Source excerpt>
┌────────
I can define a category $\mathcal C$ where there are two objects, "Apple" and "Banana" and we define

$$\text{Hom}(\text{Apple}, \text{Banana}) = \{x \in \mathbb N: \text{The word "father" is mentioned on page } x \text{ in the bible}\}$$

$$\text{Hom}(\text{Banana},\text{Apple}) = \emptyset$$

$$\text{Hom}(\text{Banana},\text{Banana}) = \text{Hom}(\text{Apple},\text{Apple}) = \{*\}$$

We define composition in the only way possible letting $*$ be an identity arrow for both "Apple" and "Banana".

Here an arrow in $\mathcal C$, $\text{Apple} \rightarrow \text{Banana}$ is a natural number.
└────────
Data listing>
┌────────
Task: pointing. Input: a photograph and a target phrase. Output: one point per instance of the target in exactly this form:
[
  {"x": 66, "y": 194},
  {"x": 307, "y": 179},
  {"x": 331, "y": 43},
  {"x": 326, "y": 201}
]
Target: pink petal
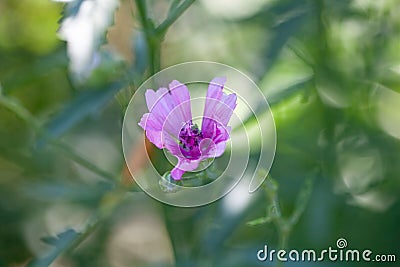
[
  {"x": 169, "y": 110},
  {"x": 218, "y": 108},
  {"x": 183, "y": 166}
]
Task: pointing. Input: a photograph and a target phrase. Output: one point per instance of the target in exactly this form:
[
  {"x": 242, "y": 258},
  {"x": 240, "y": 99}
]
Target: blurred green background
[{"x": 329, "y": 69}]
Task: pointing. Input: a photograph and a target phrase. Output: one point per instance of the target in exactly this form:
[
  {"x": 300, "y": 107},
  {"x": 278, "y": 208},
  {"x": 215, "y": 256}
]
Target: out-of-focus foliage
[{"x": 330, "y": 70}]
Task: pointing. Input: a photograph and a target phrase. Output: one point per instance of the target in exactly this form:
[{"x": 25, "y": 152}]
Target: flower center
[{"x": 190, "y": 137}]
└────────
┌────────
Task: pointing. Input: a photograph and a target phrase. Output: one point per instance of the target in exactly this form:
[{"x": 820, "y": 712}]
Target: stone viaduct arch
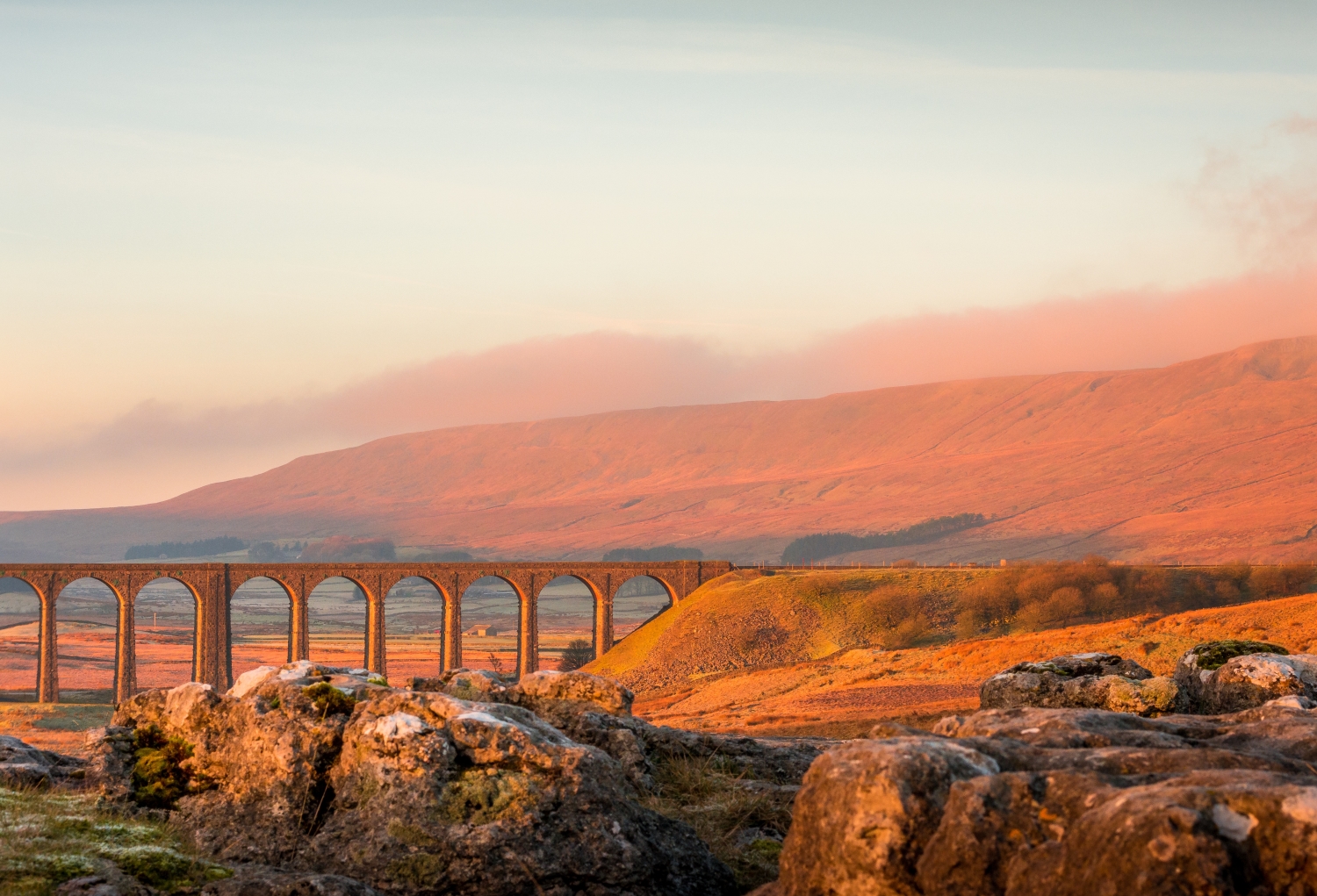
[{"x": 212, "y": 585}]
└────────
What you have to do> Reproduce the whole passage on the category with the objects "Apple" and "Banana" word for word, including every formula.

Reply to the exercise>
I can define a category $\mathcal C$ where there are two objects, "Apple" and "Banana" and we define

$$\text{Hom}(\text{Apple}, \text{Banana}) = \{x \in \mathbb N: \text{The word "father" is mentioned on page } x \text{ in the bible}\}$$

$$\text{Hom}(\text{Banana},\text{Apple}) = \emptyset$$

$$\text{Hom}(\text{Banana},\text{Banana}) = \text{Hom}(\text{Apple},\text{Apple}) = \{*\}$$

We define composition in the only way possible letting $*$ be an identity arrow for both "Apple" and "Banana".

Here an arrow in $\mathcal C$, $\text{Apple} \rightarrow \text{Banana}$ is a natural number.